(Extracted records)
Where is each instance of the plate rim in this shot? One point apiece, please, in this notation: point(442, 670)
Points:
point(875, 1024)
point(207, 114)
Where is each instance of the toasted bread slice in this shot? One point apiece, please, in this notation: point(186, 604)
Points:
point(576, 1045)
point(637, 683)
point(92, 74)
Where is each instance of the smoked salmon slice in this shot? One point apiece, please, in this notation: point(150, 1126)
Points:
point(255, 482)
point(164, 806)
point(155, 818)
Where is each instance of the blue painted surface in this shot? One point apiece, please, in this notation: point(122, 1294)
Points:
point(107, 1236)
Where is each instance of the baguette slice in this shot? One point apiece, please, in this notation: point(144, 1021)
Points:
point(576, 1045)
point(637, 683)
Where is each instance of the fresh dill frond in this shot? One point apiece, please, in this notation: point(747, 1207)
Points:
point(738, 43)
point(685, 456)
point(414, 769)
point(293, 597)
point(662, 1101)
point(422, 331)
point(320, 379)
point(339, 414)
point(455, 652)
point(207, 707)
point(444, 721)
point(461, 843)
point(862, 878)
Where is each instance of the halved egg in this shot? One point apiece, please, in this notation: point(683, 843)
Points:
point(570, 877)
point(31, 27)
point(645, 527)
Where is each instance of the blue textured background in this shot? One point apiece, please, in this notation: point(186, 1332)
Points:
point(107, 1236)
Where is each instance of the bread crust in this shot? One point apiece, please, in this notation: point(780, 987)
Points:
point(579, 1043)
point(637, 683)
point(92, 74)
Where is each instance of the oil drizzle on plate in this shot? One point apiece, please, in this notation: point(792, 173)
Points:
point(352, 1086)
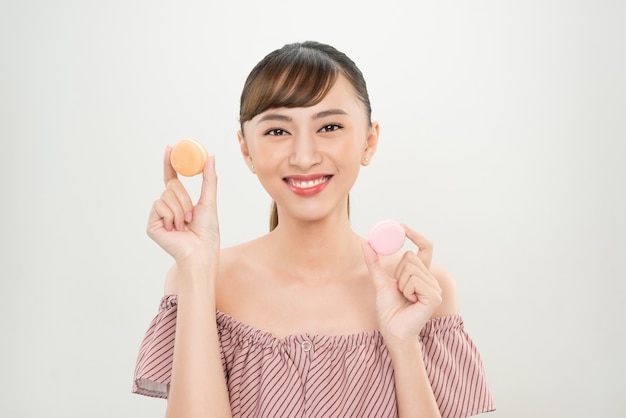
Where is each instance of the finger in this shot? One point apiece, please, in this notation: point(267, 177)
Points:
point(409, 288)
point(174, 207)
point(168, 171)
point(208, 192)
point(409, 264)
point(160, 211)
point(374, 266)
point(184, 200)
point(425, 247)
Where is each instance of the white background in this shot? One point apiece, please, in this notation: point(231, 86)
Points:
point(503, 135)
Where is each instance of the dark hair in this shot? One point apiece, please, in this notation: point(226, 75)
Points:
point(298, 75)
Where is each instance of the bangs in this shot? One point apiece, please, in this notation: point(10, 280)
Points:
point(300, 79)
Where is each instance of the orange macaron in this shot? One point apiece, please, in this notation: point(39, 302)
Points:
point(188, 157)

## Task description
Send back exactly the lines from the line with "Where is each instance of the finger" through the end of the records.

## Response for this exercise
Where is each instance of the finger in this shot? One point apiece, please, in this notation: point(267, 177)
Points:
point(409, 288)
point(174, 207)
point(168, 171)
point(208, 192)
point(409, 264)
point(160, 211)
point(374, 266)
point(184, 200)
point(425, 247)
Where is each instance of the white background in this shot? One point apiece, please, in this notation: point(231, 86)
Points:
point(503, 135)
Where is each instance of the dark hair in this shot? One point apiece, please, in this notation: point(226, 75)
Points:
point(298, 75)
Where is each instance of the bangs in this shot? One point apiece, please, in this notation: point(10, 280)
Points:
point(300, 79)
Where is each instance of the orange macaron in this shot? One point apiece, please, in this notation: point(39, 302)
Points:
point(188, 157)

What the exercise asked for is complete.